*WORK TASK:*
What is needed here is an exact copy of all the records below.

Source records
* * *

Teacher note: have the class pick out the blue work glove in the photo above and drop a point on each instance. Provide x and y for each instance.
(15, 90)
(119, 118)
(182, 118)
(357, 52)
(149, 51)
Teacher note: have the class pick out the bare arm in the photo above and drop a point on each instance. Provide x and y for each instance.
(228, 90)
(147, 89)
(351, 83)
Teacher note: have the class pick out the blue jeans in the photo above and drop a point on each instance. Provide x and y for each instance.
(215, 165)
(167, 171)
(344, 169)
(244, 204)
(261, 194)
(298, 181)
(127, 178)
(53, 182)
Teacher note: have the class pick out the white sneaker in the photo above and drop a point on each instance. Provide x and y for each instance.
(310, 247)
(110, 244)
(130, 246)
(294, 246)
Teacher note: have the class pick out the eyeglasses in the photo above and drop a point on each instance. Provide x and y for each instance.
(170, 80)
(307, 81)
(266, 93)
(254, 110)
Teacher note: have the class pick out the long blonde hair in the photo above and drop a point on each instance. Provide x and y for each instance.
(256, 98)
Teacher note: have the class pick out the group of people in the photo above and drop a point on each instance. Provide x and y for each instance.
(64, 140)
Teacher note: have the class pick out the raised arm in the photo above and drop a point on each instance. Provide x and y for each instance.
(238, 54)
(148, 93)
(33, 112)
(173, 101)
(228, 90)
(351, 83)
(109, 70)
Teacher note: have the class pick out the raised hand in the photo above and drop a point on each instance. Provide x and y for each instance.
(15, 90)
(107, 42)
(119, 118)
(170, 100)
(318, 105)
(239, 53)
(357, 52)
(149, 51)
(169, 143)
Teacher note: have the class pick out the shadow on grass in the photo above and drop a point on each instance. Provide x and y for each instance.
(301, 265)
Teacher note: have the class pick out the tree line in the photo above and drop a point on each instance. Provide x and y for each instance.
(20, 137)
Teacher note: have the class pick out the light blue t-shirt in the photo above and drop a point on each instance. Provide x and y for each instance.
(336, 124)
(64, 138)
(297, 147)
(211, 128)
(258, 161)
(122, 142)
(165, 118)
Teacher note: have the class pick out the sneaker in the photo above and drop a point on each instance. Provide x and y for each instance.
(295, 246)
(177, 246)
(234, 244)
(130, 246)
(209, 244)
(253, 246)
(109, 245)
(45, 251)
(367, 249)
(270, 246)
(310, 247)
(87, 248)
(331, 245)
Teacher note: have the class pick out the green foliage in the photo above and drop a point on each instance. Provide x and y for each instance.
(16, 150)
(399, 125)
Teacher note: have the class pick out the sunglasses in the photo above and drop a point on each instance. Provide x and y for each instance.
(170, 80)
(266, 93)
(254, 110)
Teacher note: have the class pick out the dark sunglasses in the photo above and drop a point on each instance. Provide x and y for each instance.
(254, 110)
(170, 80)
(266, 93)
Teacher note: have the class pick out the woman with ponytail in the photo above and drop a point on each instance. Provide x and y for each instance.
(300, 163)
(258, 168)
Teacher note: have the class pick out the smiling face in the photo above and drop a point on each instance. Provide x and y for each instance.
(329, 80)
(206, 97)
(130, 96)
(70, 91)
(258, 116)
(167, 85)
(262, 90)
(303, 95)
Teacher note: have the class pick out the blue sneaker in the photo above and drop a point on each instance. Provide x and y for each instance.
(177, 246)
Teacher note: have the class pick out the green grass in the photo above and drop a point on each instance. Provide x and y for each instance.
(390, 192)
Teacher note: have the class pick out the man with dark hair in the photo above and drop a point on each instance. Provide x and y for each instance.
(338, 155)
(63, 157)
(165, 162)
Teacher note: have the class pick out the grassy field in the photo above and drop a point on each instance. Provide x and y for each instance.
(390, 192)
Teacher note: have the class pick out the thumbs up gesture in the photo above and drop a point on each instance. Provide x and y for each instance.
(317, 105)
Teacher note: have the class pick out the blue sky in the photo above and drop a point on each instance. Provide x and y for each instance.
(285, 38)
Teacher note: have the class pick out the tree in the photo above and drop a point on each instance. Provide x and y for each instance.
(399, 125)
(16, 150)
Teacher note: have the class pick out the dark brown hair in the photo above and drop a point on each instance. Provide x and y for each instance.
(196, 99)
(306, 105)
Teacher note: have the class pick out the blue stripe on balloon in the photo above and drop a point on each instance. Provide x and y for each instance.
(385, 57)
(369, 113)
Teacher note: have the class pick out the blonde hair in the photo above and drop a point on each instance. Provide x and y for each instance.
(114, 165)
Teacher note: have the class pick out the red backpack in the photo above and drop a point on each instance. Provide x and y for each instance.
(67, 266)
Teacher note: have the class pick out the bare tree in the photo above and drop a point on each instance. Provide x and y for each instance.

* * *

*ANSWER FOR THE TASK:*
Teacher note: have the class pick out the blue work glove in the photo above and drop a point on each instance. Provide x and y for each instance.
(15, 90)
(119, 118)
(182, 118)
(357, 52)
(149, 51)
Teacher note: have the class pick out the bare arm in the photo above and drop a point on each instance. Provide x and y for each instance.
(228, 90)
(147, 89)
(351, 83)
Teacher note: have the class pick out the blue jeans in the photo above and drop a point on each instance. Provide x and y for each instance.
(215, 165)
(167, 171)
(344, 169)
(244, 204)
(261, 194)
(298, 181)
(127, 178)
(53, 182)
Teacher note: have the class pick out the white sneaker in the photo above and drop a point on each instance. Provide x and y for each instance.
(310, 247)
(110, 244)
(130, 246)
(294, 246)
Teacher note: have the class pick out the eyeglasses in the photo above and drop a point on each instance. Provide x and y for each instance.
(170, 80)
(307, 81)
(266, 93)
(254, 110)
Teacher note: have the class pick out the long blonde hair in the photo above and drop a point on each instance. Provide x and y for each instance.
(256, 98)
Teacher note: have the class pick out the group of people in the photo above and drop a point on each instance. Provide x and y for each instance.
(64, 140)
Teacher note: have the class pick out the raised arm in the photo above and drop a point on each instance. Provide x and y for each instance.
(238, 54)
(148, 93)
(33, 112)
(173, 101)
(228, 90)
(351, 83)
(109, 70)
Teacher note: have the class pick out the raised hand in the photo above and drop a point on each instance. Provide x and y for each instance.
(15, 90)
(107, 42)
(119, 118)
(170, 100)
(318, 105)
(239, 53)
(357, 52)
(149, 51)
(169, 143)
Teacher note: have the class pick out the shadow on grass in the photo above and drop a point on each instance. Provide x and y for each instance.
(301, 265)
Teacher note: have the class pick out the tree line in the photo above and drop a point on each instance. Provide x and y for each instance.
(20, 137)
Teacher note: have the class pick out the light blue t-shirt in the photo above and drop a point on each instance. Provide x and y for each instance.
(336, 124)
(64, 138)
(297, 147)
(211, 128)
(258, 161)
(122, 142)
(165, 118)
Teacher note: have the class pick out the sneaker in the photo above and drop a point on each instance. Provide x and y for each instance.
(295, 246)
(177, 246)
(234, 244)
(130, 246)
(209, 244)
(253, 246)
(109, 245)
(45, 251)
(367, 249)
(270, 246)
(310, 247)
(87, 248)
(331, 245)
Teacher note: have the class pick out the green foliage in the photo above and drop a point on each instance. Provide x and y for each instance.
(16, 150)
(399, 125)
Teacher note: have the class pick out the sunglasses in the photo above and drop a point on each instance. Provide x and y for each instance.
(170, 80)
(266, 93)
(254, 110)
Teacher note: have the class pick out the dark sunglasses in the photo above and drop a point on each instance. Provide x and y for each instance.
(254, 110)
(170, 80)
(266, 93)
Teacher note: have the class pick out the woman with ponytail in the photo above and drop a point on each instance. Provide x and y for each instance.
(300, 163)
(258, 168)
Teacher note: have the class pick out the smiling face in the photo above and drop a point on each instance. Provide x and y for each instance.
(329, 80)
(206, 97)
(130, 96)
(70, 91)
(258, 116)
(167, 85)
(262, 90)
(303, 95)
Teacher note: have the class pick out the blue sneaker in the photo above and drop a point on each instance. Provide x and y for each instance.
(177, 246)
Teacher note: have the class pick out the green grass in the photo above and drop a point on each instance. Provide x and y for each instance.
(390, 192)
Teacher note: have the class pick out the man with dark hair in the photo above and drop a point on each instance. Provide x and y for each instance.
(338, 155)
(63, 157)
(165, 162)
Teacher note: have the class pick out the grassy field in the photo above and drop a point on each instance. Provide x and y for each instance.
(390, 192)
Teacher note: have the class pick out the thumbs up gesture in the photo above and drop a point on each instance. Provide x and y for each instance.
(317, 105)
Teacher note: have the class pick out the blue sky in the photo above and drop a point on each instance. Provide x and y for each instance.
(285, 38)
Teacher note: have the class pick out the tree in the photo above and drop a point on each instance. Provide x and y for each instance.
(399, 125)
(16, 150)
Teacher note: have the class pick out the dark brown hair in the photo above and drop a point on each instance. Provide x and y for each instance.
(196, 99)
(306, 105)
Teacher note: have the class pick out the blue stripe on balloon in the photo above and drop a point on each instance. Provide x and y for each instance.
(385, 57)
(369, 113)
Teacher note: have the class pick out the blonde hair in the photo above and drop a point on each instance. Provide x and y for each instance.
(114, 165)
Teacher note: have the class pick out the red backpack in the photo above and drop a point on each instance. Provide x and y for each instance.
(67, 266)
Teacher note: have the class pick out the bare tree in the photo above and drop a point on each instance. Provide x and y for each instance.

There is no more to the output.